Short task =
Every line from the line containing "target | bare branch" through the final line below is to be repeated exactly; no other line is.

Records for the task =
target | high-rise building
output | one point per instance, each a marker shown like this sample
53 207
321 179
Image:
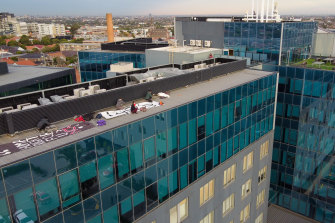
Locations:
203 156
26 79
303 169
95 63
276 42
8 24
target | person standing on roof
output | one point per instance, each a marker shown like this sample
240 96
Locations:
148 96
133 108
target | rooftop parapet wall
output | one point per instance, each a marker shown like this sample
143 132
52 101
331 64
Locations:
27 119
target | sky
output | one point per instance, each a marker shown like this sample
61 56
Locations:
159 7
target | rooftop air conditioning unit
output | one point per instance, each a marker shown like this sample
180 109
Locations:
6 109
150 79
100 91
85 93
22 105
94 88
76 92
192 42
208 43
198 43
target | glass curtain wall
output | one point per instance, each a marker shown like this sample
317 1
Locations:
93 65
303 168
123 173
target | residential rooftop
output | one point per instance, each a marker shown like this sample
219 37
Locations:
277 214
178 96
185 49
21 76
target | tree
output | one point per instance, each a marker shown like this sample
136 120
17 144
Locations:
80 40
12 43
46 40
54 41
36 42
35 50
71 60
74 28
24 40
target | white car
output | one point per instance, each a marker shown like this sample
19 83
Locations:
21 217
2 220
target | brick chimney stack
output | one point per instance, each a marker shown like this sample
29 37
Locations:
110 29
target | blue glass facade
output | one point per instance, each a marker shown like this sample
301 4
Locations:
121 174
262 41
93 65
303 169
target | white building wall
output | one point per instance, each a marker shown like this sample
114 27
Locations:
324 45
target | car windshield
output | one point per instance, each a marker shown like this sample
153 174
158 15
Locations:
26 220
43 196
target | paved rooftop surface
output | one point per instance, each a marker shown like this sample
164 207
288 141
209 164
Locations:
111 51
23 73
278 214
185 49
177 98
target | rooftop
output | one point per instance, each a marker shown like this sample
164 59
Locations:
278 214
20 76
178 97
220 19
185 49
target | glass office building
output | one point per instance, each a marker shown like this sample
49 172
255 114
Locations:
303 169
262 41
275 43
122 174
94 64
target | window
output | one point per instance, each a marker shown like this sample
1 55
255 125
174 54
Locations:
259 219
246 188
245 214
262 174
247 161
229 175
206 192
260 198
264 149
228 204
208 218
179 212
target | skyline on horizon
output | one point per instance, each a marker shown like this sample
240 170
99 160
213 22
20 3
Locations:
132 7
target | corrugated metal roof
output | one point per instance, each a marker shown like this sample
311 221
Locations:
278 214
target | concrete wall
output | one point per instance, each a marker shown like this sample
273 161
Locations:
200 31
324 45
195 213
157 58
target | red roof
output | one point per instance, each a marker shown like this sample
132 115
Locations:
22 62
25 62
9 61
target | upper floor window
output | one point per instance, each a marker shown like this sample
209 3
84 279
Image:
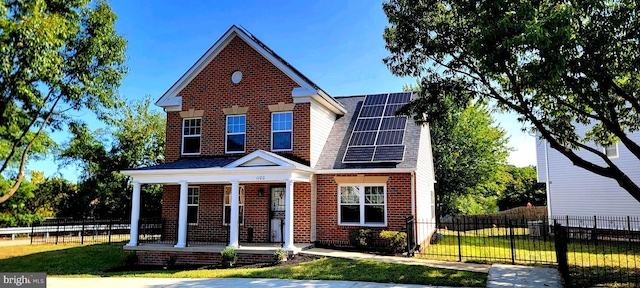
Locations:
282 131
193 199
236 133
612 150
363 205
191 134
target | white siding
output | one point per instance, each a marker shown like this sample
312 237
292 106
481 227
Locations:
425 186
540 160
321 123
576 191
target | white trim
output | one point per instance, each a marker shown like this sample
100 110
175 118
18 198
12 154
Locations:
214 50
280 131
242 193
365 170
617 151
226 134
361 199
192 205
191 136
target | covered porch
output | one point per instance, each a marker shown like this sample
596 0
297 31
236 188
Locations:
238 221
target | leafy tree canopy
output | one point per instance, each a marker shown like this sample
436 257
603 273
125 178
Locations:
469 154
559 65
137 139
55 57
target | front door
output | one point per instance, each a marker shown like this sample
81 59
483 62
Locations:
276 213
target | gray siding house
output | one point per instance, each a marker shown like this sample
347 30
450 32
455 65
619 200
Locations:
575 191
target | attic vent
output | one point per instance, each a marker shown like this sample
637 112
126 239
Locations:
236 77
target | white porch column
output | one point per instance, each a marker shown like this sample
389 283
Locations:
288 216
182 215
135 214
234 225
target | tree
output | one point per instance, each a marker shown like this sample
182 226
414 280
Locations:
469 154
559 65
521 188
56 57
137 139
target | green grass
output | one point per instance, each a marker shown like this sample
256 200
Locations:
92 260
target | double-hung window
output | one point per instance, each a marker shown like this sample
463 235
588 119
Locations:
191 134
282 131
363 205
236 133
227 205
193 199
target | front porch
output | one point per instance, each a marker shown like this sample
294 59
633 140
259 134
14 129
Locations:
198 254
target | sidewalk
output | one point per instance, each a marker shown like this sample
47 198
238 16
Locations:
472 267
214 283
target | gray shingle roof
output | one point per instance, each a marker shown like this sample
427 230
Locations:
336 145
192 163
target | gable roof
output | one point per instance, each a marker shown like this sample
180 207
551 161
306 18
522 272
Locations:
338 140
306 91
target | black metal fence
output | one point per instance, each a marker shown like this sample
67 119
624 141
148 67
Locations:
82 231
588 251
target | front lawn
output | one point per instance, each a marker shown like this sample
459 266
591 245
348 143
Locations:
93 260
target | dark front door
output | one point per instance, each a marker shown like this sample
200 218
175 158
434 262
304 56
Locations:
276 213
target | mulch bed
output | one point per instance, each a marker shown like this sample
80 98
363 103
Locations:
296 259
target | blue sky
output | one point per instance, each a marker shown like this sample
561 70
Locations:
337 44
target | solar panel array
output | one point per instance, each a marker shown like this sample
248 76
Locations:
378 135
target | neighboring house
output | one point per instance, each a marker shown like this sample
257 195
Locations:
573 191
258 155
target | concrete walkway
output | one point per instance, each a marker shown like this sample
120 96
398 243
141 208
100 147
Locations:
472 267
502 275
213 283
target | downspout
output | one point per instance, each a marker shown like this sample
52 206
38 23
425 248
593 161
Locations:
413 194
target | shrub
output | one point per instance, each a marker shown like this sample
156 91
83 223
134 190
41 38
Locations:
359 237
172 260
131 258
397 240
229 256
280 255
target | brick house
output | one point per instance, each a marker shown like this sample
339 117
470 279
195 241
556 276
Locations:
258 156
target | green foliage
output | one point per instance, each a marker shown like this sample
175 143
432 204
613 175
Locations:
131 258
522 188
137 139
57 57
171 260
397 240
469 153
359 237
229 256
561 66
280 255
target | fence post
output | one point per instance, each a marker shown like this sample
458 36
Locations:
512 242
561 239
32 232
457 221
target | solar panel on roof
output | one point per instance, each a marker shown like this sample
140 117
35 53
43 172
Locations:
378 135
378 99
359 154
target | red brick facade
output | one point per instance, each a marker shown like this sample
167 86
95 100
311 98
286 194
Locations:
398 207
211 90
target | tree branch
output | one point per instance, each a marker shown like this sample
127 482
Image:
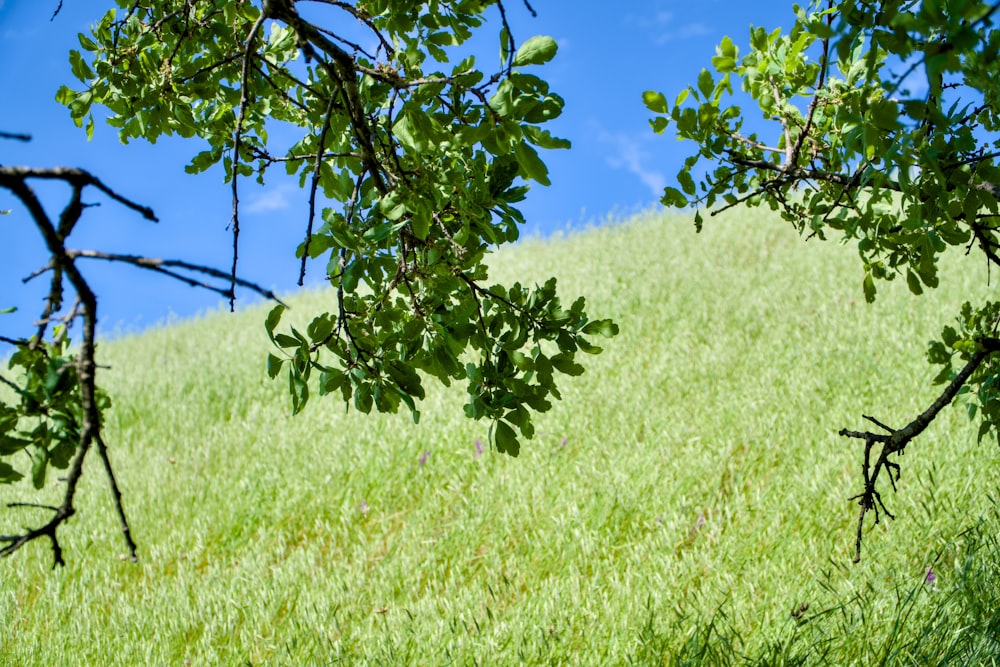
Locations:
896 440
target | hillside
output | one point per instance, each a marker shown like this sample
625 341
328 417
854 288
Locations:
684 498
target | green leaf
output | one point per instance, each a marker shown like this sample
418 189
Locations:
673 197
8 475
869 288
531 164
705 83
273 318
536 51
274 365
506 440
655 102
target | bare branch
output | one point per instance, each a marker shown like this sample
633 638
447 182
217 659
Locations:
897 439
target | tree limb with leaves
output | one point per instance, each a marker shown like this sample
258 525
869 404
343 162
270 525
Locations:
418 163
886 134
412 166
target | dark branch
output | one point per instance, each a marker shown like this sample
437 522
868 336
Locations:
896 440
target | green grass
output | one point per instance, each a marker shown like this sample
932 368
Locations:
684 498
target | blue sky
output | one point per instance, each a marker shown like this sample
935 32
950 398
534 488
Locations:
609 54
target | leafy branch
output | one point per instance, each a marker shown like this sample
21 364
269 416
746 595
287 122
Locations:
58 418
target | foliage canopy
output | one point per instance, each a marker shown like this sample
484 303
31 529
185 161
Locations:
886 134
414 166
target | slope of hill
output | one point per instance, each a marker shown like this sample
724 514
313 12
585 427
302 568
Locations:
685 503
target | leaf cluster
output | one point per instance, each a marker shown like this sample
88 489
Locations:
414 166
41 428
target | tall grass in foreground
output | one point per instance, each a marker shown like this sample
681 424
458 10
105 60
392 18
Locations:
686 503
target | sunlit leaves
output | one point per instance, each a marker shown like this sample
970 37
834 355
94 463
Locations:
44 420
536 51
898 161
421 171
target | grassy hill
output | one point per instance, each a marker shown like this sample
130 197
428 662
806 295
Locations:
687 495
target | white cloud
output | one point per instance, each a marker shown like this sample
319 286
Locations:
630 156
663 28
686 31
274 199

The reply =
target | bare branch
output | one point per instance, each a marker shown like this sample
633 638
447 182
217 659
Locations:
897 439
target | tree limb with leaves
output | one point per instance, each a marker shown like this sample
258 525
869 404
343 162
270 525
Locations:
418 163
886 134
412 166
target | dark branch
output | one point per instance, each a marker shown like this sample
437 522
868 336
Locations:
896 440
target | green grass
output | one point per instance, each a marker shown like this sample
932 368
Locations:
684 498
target | blue sky
output | one point per instance, each a marker shown like this sample
935 32
950 398
534 488
Locations:
609 54
target | leafy branch
output | one point per instance, each a marker shown like this sample
21 364
269 416
746 595
287 122
Locations:
58 418
target | foliage canopy
output | one point per instance, each a marker shown like this sample
484 303
31 529
185 161
Locations:
886 134
414 166
target | slope of hill
output | one point per instance, each a marker shown like this sample
724 514
313 12
585 427
302 568
Locations:
685 503
target | leaf cluster
output | one point per instance, each a marker shown like this sample
88 489
Locations:
414 166
41 428
target | tall grass in foreground
output | one point per instance, each a marker shown like this sample
681 424
458 10
105 60
392 18
Locations:
686 503
target | sunlit leaves
output | one point per instance, each a marker shown like this sample
970 37
834 355
94 463
Locations:
44 420
536 51
898 161
421 171
target | grassy hill
output | one point per instance, each a marker shown like this sample
130 197
428 662
806 295
Locations:
687 495
target | white cloud
output | one point per instance, each a marker shown like this sample
319 286
Locations:
630 156
663 28
686 31
274 199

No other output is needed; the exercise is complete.